与えられた指示: 「cabinet door in」を含む行から「[(165, 218)]」を含む行までを、両端の行も含めて「番号」と「エントリ行」の2列からなるMarkdownの表に書き換えてください。空行は除き、この範囲の行だけを表にしてください。

+-------+

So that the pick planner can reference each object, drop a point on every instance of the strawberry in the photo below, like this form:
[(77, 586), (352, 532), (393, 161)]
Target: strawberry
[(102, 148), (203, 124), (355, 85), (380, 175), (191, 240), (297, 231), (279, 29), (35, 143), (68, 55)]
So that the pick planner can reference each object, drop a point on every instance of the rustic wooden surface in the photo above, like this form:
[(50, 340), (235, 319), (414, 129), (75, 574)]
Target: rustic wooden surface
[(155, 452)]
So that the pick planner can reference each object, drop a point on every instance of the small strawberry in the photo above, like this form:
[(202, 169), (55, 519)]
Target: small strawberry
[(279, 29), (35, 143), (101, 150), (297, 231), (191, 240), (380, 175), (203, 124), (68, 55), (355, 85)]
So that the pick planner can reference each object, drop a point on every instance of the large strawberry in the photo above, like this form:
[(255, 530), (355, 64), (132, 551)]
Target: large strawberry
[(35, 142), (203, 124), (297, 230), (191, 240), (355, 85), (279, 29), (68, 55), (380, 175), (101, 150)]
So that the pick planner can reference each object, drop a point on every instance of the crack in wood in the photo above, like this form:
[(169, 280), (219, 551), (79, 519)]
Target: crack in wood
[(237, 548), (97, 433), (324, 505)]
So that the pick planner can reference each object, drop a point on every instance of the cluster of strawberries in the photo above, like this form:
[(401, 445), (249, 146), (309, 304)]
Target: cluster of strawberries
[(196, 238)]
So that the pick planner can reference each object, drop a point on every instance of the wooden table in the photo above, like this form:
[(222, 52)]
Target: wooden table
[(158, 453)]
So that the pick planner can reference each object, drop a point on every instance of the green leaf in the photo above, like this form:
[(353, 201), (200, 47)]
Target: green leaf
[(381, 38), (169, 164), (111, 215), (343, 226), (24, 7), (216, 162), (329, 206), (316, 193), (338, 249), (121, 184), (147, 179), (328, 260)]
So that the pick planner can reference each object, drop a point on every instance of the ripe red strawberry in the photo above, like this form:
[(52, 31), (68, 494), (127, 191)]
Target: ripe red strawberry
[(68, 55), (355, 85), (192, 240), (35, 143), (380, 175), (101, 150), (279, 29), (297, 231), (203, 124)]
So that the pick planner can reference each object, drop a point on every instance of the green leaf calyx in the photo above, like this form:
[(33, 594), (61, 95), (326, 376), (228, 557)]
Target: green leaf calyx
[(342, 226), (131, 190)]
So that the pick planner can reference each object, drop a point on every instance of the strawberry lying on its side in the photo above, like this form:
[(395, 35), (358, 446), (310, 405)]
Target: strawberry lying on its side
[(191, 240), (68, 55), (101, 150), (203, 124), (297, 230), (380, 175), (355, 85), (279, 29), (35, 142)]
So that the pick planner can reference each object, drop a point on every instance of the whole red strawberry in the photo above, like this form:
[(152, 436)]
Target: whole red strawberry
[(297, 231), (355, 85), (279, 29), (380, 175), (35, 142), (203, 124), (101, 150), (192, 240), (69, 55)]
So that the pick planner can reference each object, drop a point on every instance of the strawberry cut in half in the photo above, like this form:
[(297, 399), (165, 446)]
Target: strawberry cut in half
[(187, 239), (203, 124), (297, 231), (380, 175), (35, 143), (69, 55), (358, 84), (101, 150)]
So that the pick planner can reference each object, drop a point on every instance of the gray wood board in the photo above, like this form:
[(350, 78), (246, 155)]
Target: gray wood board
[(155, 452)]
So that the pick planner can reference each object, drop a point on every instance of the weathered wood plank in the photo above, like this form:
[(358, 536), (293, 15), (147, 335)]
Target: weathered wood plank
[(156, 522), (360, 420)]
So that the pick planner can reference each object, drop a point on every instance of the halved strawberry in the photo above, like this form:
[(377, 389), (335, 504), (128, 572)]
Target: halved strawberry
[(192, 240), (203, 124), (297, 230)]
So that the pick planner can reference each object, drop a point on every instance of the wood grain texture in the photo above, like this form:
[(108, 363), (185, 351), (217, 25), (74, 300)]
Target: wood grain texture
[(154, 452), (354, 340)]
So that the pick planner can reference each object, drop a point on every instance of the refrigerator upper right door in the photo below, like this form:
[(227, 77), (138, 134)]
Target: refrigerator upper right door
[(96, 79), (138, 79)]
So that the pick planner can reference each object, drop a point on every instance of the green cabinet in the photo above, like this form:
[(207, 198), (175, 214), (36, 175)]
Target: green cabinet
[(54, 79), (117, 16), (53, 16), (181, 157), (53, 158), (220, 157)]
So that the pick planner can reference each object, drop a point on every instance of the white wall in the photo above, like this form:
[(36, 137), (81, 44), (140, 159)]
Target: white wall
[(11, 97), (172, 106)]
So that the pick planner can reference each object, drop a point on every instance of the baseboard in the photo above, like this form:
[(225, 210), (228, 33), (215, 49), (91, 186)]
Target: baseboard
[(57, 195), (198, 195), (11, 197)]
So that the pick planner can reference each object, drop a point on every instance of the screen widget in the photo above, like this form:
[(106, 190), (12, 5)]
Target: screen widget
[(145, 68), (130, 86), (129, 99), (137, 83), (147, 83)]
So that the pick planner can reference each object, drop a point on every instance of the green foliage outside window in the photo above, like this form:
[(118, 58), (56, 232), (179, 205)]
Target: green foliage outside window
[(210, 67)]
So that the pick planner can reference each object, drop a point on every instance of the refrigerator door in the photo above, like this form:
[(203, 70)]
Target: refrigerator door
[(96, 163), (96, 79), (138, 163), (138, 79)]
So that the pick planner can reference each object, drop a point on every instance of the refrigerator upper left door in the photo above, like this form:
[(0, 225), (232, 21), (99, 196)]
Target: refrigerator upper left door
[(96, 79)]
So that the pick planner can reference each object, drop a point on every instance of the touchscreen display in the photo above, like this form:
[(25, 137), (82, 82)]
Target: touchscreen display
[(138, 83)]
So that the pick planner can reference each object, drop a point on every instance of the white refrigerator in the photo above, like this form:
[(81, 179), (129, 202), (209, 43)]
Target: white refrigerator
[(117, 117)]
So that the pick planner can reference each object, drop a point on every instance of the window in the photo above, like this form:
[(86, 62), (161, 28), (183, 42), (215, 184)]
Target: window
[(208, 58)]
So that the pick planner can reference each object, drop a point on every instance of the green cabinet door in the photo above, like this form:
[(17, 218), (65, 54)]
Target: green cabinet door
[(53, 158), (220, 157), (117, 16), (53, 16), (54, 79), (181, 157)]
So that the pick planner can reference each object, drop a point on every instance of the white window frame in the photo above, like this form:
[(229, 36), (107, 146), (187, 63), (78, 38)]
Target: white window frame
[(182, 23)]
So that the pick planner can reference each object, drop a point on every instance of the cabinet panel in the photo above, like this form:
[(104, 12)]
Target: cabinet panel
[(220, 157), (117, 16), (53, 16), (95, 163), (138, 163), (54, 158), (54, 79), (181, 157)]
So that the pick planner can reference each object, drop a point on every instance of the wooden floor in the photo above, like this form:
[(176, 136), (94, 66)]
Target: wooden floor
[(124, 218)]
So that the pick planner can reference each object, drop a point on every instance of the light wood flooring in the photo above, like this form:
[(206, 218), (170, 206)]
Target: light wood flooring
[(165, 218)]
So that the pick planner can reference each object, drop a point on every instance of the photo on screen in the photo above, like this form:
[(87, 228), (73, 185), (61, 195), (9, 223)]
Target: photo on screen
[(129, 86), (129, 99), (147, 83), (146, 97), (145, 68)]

+-------+

正解:
| 番号 | エントリ行 |
|---|---|
| 1 | So that the pick planner can reference each object, drop a point on every instance of the green cabinet door in the photo above, like this form: |
| 2 | [(17, 218), (65, 54)] |
| 3 | Target: green cabinet door |
| 4 | [(53, 158), (220, 157), (117, 16), (53, 16), (54, 79), (181, 157)] |
| 5 | So that the pick planner can reference each object, drop a point on every instance of the white window frame in the photo above, like this form: |
| 6 | [(229, 36), (107, 146), (187, 63), (78, 38)] |
| 7 | Target: white window frame |
| 8 | [(182, 23)] |
| 9 | So that the pick planner can reference each object, drop a point on every instance of the cabinet panel in the photo above, like this form: |
| 10 | [(104, 12)] |
| 11 | Target: cabinet panel |
| 12 | [(220, 157), (117, 16), (53, 16), (95, 163), (138, 163), (54, 158), (54, 79), (181, 157)] |
| 13 | So that the pick planner can reference each object, drop a point on every instance of the wooden floor in the photo above, like this form: |
| 14 | [(176, 136), (94, 66)] |
| 15 | Target: wooden floor |
| 16 | [(124, 218)] |
| 17 | So that the pick planner can reference each object, drop a point on every instance of the light wood flooring in the photo above, like this form: |
| 18 | [(206, 218), (170, 206)] |
| 19 | Target: light wood flooring |
| 20 | [(165, 218)] |